● **WORK REQUEST**:
Set down each entry from the block beneath, exactly as written.

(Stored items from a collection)
☆ ☆ ☆

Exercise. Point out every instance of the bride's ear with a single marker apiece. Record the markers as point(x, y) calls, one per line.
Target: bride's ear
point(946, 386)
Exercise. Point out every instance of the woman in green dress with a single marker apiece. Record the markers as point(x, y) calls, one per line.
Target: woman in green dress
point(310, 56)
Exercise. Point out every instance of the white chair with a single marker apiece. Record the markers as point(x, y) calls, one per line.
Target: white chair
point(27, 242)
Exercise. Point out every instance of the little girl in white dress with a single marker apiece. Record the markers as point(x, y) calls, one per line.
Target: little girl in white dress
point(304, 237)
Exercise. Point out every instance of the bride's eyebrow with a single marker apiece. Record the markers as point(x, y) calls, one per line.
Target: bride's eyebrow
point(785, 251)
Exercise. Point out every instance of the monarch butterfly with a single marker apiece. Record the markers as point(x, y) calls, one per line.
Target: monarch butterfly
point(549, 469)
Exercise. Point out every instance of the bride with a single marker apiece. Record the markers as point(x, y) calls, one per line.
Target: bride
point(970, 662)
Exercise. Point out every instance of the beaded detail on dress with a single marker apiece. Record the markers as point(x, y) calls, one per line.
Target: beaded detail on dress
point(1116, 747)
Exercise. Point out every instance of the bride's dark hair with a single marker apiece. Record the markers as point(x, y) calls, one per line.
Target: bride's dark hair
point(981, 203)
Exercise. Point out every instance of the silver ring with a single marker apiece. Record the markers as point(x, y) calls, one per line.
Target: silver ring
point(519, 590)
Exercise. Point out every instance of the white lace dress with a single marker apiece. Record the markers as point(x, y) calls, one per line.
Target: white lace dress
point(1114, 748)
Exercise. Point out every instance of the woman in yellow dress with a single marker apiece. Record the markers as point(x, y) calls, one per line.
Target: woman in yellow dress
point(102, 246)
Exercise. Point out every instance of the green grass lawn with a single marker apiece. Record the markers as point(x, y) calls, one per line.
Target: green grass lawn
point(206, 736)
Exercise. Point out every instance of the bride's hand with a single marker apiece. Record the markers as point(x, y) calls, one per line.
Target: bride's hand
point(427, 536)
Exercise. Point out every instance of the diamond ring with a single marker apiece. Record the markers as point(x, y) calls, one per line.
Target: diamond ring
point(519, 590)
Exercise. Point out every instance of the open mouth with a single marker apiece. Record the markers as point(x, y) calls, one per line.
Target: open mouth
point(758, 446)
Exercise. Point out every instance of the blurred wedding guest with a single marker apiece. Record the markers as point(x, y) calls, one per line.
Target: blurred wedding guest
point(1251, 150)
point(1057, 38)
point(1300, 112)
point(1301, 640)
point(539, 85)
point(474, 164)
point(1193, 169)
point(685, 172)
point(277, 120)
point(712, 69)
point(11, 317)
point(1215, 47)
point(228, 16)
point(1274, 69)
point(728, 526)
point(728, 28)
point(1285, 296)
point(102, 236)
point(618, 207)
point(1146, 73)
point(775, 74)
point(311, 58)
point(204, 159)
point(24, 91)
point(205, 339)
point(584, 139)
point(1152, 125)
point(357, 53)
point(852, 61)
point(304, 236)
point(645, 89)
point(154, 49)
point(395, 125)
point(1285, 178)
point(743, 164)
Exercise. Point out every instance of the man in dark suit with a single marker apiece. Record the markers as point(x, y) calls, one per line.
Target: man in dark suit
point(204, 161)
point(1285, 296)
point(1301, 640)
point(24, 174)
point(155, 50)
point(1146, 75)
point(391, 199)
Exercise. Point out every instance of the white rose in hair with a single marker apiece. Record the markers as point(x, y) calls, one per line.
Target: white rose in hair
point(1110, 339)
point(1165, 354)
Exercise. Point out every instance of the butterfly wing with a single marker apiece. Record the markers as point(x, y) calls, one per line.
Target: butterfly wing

☆ ☆ ☆

● **RESPONSE TO THE TASK**:
Exercise. Point out every instance of the bride's ear with a single marker apiece. Record the markers as point(x, y) calls, one per line.
Target: bride's ear
point(946, 386)
Exercise. Point out every instance of the woman in green dress with a single marker apiece. Record the markers as point(x, y) calls, one per line.
Target: woman in green dress
point(310, 56)
Exercise. Point out every instance of the white chair with a single marker apiece. Record the markers as point(x, y) calls, one per line.
Target: white chair
point(27, 242)
Exercise. Point out every instance of the little girl in white dress with a single marker apiece. Record the markers as point(x, y) calls, one per line.
Target: little girl in white dress
point(304, 237)
Exercise. Point out every instance of the bride's eyebrow with a single marker apiece. Record the markers as point(x, y) calls, one per line.
Target: bride's eyebrow
point(785, 251)
Exercise. Point out every instance of the monarch butterfly with a single marker apiece. Record the markers as point(x, y) calls, one per line.
Target: monarch butterfly
point(549, 469)
Exercise. Point out every instance of the bride with a single marker apiece. Record the markers as point(x, y) calls, one per line.
Target: bride
point(970, 662)
Exercise. Point out every instance of the beaded detail on dress with a single marker apiece. Record the markers as point(x, y) calls, one per line.
Target: beaded detail on dress
point(1116, 747)
Exercise. Point out every instance of the bride's dark hair with a single marker apiece. Record the markers as point(x, y) calls, one per line.
Target: bride's dark hair
point(981, 203)
Exercise. Point out every instance of the silver ring with a single marker apiece. Record the markers as point(x, y) calls, one per line.
Target: silver ring
point(519, 590)
Exercise. Point out every instance of the white lace dress with a single marker apiece. Record the markers as point(x, y) calls, one per line.
Target: white lace dress
point(1114, 748)
Exercise. Point out every instance of the woman in yellow dress with a single marker apiece. Record the markers as point(x, y) calls, one per line.
Target: woman in yellow dress
point(102, 246)
Exercise. Point out every instance of the green grass lawn with a single marker apiece. Record the markers as point(x, y) calls, one per line.
Target: green grass lawn
point(206, 736)
Exercise. Point out every instance of the bride's hand with a single marker apiece. Record the markers as point(x, y) calls, one per line.
Target: bride's hand
point(427, 536)
Exercise. Point out every instance of the diamond ring with a single marker apiece. Record the markers as point(x, y) calls, one per line.
Target: diamond ring
point(519, 590)
Exercise. Point out every instance of the open mouth with a single marker apiece. Record the markers as point(x, y) calls, one per line.
Target: open mouth
point(758, 446)
Exercise. Point out every instance of the blurred wedding guest with a single marker apiece. Record the markers as point(x, y) calls, one per line.
Target: blurred wedding guest
point(1251, 150)
point(1057, 38)
point(1300, 112)
point(1301, 640)
point(539, 85)
point(474, 164)
point(1193, 169)
point(685, 172)
point(277, 120)
point(712, 69)
point(11, 317)
point(1215, 47)
point(228, 16)
point(1274, 69)
point(728, 526)
point(728, 28)
point(1285, 296)
point(102, 236)
point(618, 207)
point(1146, 73)
point(775, 74)
point(311, 58)
point(204, 159)
point(24, 91)
point(205, 339)
point(584, 139)
point(1152, 125)
point(357, 53)
point(852, 61)
point(304, 236)
point(645, 89)
point(154, 49)
point(395, 125)
point(1285, 178)
point(743, 164)
Exercise. Point out every instance of the man in dark suit with a single marker apiece. Record the markers as point(x, y) calls, one per line.
Target: man in dark suit
point(204, 161)
point(1285, 296)
point(1301, 640)
point(24, 174)
point(155, 50)
point(1146, 75)
point(391, 199)
Exercise. Point out every instance of the white rose in hair with a single marker apiece. Record the markers as point(x, y) calls, one per line.
Target: white rose in hair
point(1110, 339)
point(1165, 354)
Exercise. Point out every instance of the butterfly wing with a single marker apiece. Record the markers as point(x, y) calls, one per line.
Target: butterfly wing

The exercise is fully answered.